### Problem to solve
All entries must be given again in full, exactly as they were supplied.

### Source records
####################
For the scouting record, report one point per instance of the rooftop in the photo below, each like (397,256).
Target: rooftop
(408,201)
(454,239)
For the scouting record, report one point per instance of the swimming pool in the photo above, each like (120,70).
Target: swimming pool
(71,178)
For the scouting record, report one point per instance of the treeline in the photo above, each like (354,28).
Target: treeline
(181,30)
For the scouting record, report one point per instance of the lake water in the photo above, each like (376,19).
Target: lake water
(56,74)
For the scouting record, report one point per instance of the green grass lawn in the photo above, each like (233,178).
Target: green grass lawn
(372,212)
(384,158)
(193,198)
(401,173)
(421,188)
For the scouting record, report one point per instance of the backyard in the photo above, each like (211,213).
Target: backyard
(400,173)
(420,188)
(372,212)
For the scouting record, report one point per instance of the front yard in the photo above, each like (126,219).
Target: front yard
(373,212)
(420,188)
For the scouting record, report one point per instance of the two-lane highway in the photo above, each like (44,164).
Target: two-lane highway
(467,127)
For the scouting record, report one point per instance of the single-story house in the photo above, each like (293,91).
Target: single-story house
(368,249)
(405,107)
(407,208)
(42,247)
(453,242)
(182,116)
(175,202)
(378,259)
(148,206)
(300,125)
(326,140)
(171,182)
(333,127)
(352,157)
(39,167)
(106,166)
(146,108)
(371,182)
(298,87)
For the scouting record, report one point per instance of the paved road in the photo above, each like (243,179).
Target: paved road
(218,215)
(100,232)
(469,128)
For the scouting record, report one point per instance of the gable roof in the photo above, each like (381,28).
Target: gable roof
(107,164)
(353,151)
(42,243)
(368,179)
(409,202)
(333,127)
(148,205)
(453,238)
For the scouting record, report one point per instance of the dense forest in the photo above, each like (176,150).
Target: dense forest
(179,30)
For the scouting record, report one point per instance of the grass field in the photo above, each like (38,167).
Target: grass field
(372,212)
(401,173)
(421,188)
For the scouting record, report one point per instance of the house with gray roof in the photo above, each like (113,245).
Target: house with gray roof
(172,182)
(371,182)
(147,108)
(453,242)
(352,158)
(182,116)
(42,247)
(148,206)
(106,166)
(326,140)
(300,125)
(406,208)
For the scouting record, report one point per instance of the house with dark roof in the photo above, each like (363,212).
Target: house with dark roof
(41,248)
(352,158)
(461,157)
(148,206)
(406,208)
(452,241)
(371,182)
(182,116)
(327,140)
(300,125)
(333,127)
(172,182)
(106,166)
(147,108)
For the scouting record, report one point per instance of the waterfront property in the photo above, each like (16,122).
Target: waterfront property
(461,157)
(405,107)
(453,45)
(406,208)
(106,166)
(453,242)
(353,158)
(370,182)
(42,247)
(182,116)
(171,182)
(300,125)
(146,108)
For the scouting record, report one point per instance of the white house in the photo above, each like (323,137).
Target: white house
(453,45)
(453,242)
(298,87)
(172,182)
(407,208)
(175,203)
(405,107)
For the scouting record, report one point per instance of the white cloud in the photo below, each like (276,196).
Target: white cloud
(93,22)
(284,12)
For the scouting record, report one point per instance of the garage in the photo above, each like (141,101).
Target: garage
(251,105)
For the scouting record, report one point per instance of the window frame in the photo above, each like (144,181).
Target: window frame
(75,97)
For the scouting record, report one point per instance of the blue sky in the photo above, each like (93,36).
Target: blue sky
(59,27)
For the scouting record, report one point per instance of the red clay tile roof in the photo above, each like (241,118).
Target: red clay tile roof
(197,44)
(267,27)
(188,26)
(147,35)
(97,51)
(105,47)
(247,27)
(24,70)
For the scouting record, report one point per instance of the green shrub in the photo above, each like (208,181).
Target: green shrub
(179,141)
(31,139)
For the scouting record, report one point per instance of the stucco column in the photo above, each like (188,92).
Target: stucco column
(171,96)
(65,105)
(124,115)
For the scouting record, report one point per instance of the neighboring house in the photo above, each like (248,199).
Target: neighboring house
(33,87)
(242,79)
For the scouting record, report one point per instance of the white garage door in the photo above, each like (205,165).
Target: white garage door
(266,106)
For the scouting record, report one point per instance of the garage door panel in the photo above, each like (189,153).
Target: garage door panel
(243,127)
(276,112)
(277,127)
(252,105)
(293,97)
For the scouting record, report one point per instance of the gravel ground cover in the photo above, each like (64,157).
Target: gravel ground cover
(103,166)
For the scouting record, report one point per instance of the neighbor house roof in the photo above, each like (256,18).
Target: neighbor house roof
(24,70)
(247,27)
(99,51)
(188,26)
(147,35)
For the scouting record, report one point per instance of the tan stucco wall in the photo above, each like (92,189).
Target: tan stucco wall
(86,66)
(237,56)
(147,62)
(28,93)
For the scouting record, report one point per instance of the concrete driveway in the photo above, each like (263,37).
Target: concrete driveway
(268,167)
####################
### Reply
For the scouting record, report one point per instance of the rooftop in the photo below, each like (397,256).
Target: rooftop
(408,201)
(454,239)
For the scouting record, report one point per instance of the swimming pool in the photo above, each like (120,70).
Target: swimming pool
(71,178)
For the scouting record, report one point per instance of the treeline in the photo above, each like (354,28).
Target: treeline
(181,30)
For the scouting record, report one point per instance of the lake water in the photo above, each like (376,19).
Target: lake water
(56,74)
For the scouting record, report one point per instance of the green grass lawn in the photo above, each like (233,178).
Target: green grass lawn
(372,212)
(384,158)
(193,198)
(401,173)
(421,188)
For the scouting record, report one point per instance of the backyard in the photo above, each like (211,213).
Target: backyard
(400,173)
(420,188)
(372,212)
For the scouting record, report one point per instance of the front yard in the photo above, each like (126,219).
Target: front yard
(373,212)
(420,188)
For the scouting record, report one point per instance of the two-lane highway in the photo above, each like (44,164).
Target: two-lane highway
(467,127)
For the scouting record, report one point per instance of the single-story house in the photo above, each like (293,91).
Target: single-story house
(368,249)
(405,107)
(407,208)
(42,247)
(453,242)
(182,116)
(175,202)
(378,259)
(148,206)
(300,125)
(326,140)
(171,182)
(333,127)
(352,157)
(39,167)
(106,166)
(146,108)
(371,182)
(298,87)
For the scouting record, report one point per instance of the paved road in the photo above, each like (243,179).
Target: paved road
(218,215)
(100,232)
(469,128)
For the scouting record, report one point per instance of the gable roof in the photo above, each like (381,28).
Target: gable roof
(107,164)
(353,151)
(42,243)
(368,179)
(409,202)
(333,127)
(148,205)
(453,238)
For the scouting record, report one point per instance of the dense forest in the photo above, each like (176,150).
Target: dense forest
(179,30)
For the scouting record, report one point per instance of the grass field in the photo above, each like (38,167).
Target: grass field
(372,212)
(401,173)
(421,188)
For the scouting record, report one point per instance of the house with gray roof in the photo above, each like (113,245).
Target: house with gray roof
(172,182)
(371,182)
(147,108)
(453,242)
(352,158)
(182,116)
(42,247)
(148,206)
(106,166)
(326,140)
(300,125)
(406,208)
For the scouting record, report one point per instance of the house with dark roof in the photo above, each like (363,212).
Target: house with dark roof
(41,248)
(352,158)
(461,157)
(148,206)
(406,208)
(452,241)
(371,182)
(182,116)
(327,140)
(300,125)
(333,127)
(172,182)
(106,166)
(147,108)
For the scouting record, report one point per instance of the waterfront property in the photo above, each like (16,122).
Target: waterfront property
(461,157)
(405,107)
(453,45)
(406,208)
(106,166)
(453,242)
(353,158)
(370,182)
(42,247)
(182,116)
(171,182)
(300,125)
(146,108)
For the scouting record, report one point per instance of the white house in the photo above, each like (323,137).
Target: white house
(453,45)
(453,242)
(298,87)
(172,182)
(407,208)
(175,203)
(405,107)
For the scouting record, report one point per instance of the white cloud in the photo below, each like (276,196).
Target: white cloud
(93,22)
(284,12)
For the scouting record, report one point per instance of the garage in the photo above, each like (141,101).
Target: garage
(251,105)
For the scouting record, report one point per instance of the window frame in the photo above, each like (144,181).
Target: window frame
(75,97)
For the scouting record, report one point per instance of the blue sky in the photo above, each like (93,36).
Target: blue sky
(59,27)
For the scouting record, report one point per instance of the red clay tile roof in the photo above, each like (241,118).
Target: red clay tile roof
(197,44)
(267,27)
(188,26)
(147,35)
(97,51)
(105,47)
(247,27)
(24,70)
For the scouting record, report one point per instance of the green shrub in the photo above, each like (208,181).
Target: green shrub
(179,141)
(31,139)
For the scouting record, report one point per instance of the stucco column in the photo above, each like (188,92).
Target: stucco column
(171,96)
(65,105)
(124,115)
For the scouting record, report one point per instance of the neighboring house in the photo above, each like (248,199).
Target: neighboring house
(33,87)
(242,79)
For the scouting record, report one point per instance of the white garage door in the photo above, each like (205,165).
Target: white garage door
(266,106)
For the scouting record, report one point per instance of the garage door panel in the photo above, each like (189,153).
Target: garage door panel
(243,127)
(276,112)
(277,127)
(252,105)
(293,97)
For the scouting record, report one point per instance of the gravel ground cover in the photo above, each like (64,157).
Target: gravel ground cover
(103,166)
For the scouting record, report one point per instance of the neighbor house roof in the photo above, each like (256,18).
Target: neighbor house roof
(24,70)
(247,27)
(99,51)
(188,26)
(147,35)
For the scouting record, report one point per instance of the tan stucco wall in the photo above, each like (92,189).
Target: tan stucco wall
(86,66)
(237,56)
(147,62)
(28,93)
For the scouting record, report one point per instance of the concrete driveway in the photo above, each like (263,37).
Target: concrete driveway
(268,167)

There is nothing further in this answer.